> _Set of tasks_:
• a. Rewrite the passage on Iranian superstitions, starting at "Even though the" and ending at "and never rebuilt.", with "Esfand" changed to "Espand".
• b. Write the next part of the passage on Iranian superstitions.
──────── Given text ────────
Are Iranians Superstitious?


Even though the young generation of Iranians tends to be less and less superstitious, any Iranian can tell you about the superstitions their parents or relatives have, leading to unavoidable and sometimes weird rituals. Whether it’s about burning Esfand (incense) or spilling water, most of these beliefs revolve around the idea of bringing good or bad luck. Beliefs that have been around in Iran for centuries, and continue to be part of any Iranian family’s life. If some old and local superstitions have faded away, many are still present in the ordinary life of Iranians, between cultural habits and true belief.

Throw Water Behind Travellers

The belief in the evil eye has ancient roots that can be traced back to Ancient Ugarit, a city in modern-day Syria that was destroyed during the late Bronze Age collapse circa 1180 BC and never rebuilt.
──────── Given records ────────
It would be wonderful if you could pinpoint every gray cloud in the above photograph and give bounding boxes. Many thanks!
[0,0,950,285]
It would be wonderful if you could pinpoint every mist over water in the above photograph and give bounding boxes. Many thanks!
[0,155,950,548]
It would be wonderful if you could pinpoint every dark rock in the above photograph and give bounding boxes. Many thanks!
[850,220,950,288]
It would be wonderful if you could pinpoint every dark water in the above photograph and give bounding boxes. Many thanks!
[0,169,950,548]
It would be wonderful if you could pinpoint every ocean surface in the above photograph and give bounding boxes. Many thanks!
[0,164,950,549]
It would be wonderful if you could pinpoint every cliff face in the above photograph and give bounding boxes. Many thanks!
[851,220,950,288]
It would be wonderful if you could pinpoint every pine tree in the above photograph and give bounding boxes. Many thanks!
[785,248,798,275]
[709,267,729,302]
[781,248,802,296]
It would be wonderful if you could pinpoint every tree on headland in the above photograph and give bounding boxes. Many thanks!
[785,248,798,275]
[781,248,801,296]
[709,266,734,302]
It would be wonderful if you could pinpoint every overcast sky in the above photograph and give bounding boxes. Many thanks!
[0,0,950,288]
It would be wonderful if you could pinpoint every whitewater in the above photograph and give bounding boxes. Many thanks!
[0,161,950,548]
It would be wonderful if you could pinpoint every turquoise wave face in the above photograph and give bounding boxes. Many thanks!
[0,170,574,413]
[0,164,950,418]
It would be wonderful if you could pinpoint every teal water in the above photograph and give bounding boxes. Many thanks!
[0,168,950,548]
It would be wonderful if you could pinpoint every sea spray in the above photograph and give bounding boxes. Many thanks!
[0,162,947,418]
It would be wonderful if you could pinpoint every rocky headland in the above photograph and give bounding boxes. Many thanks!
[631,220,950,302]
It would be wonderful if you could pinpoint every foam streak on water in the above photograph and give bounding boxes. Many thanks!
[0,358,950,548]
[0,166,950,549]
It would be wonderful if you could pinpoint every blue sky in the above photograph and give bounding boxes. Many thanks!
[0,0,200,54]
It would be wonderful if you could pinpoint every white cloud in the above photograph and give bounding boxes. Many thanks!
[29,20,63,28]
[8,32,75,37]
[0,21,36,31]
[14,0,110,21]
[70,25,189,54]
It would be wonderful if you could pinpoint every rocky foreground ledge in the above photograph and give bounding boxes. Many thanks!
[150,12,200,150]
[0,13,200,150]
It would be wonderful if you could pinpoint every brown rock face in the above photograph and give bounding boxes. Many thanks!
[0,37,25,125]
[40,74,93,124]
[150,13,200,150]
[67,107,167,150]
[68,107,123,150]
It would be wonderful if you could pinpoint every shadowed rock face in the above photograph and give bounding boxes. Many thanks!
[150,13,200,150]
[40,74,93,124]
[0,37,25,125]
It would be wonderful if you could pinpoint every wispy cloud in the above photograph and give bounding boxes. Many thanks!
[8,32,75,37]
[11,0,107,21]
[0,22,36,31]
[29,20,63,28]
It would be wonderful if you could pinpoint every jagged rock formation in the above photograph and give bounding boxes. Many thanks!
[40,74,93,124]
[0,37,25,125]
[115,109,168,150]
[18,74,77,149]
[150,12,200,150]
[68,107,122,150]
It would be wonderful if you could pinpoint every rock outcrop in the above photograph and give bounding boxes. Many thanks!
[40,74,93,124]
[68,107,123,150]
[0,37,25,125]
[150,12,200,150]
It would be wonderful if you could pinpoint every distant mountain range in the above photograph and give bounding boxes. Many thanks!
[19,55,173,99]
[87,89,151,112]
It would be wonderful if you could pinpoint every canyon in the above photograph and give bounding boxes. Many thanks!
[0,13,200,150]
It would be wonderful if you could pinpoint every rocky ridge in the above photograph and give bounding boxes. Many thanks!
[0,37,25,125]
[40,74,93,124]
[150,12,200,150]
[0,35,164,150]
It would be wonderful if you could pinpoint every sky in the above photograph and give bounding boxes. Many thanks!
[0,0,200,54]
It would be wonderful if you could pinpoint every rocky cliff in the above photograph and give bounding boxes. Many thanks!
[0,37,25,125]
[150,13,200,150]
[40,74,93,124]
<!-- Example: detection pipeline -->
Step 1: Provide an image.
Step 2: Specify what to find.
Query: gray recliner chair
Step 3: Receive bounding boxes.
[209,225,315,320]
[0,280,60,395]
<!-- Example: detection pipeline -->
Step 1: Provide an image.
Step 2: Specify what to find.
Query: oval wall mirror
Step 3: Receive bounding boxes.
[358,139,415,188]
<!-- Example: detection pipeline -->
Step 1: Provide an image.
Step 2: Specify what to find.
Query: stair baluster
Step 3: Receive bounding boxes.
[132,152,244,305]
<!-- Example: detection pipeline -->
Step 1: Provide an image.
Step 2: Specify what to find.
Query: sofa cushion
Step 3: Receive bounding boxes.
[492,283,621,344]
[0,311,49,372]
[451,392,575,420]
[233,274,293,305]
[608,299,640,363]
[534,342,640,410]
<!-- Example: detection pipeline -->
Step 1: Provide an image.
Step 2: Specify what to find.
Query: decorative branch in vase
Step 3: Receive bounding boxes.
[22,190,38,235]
────────
> _Outputs for the tasks_:
• a.
Even though the young generation of Iranians tends to be less and less superstitious, any Iranian can tell you about the superstitions their parents or relatives have, leading to unavoidable and sometimes weird rituals. Whether it’s about burning Espand (incense) or spilling water, most of these beliefs revolve around the idea of bringing good or bad luck. Beliefs that have been around in Iran for centuries, and continue to be part of any Iranian family’s life. If some old and local superstitions have faded away, many are still present in the ordinary life of Iranians, between cultural habits and true belief.

Throw Water Behind Travellers

The belief in the evil eye has ancient roots that can be traced back to Ancient Ugarit, a city in modern-day Syria that was destroyed during the late Bronze Age collapse circa 1180 BC and never rebuilt.

• b.
In the Persian culture, as is the case in many Middle Eastern cultures, there is a strong belief in the idea of the “Evil Eye”. The Evil Eye, or Salty Eye as it would be translated from Persian (“cheshm shur”) is when someone jinxes you. People who are for instance jealous of you and would curse you, bringing to you a series of misadventures. That’s why when misfortune upon misfortune happens to someone, Iranians believe someone jinxed that person.


To prevent being jinxed, Iranians usually avoid bragging about their own success or praising someone too much. Likewise, if they have any plans they want to achieve, they tend to be secretive about it. That’s the reason why it’s common in some cultures of Iran to praise someone’s beauty by saying how “ugly” they are.

If you’ve spoken too fast and realized you may be jinxed, no worries, you can still correct your mistake! One trick is to bite your index finger or the area between your thumb and forefinger. That’s supposed to prevent you from the evil eye. You can also knock wood, as it’s observed in many other cultures. Note that contrary to Turkey, it’s not so common in Iran to hang a blue eye on the walls as protection.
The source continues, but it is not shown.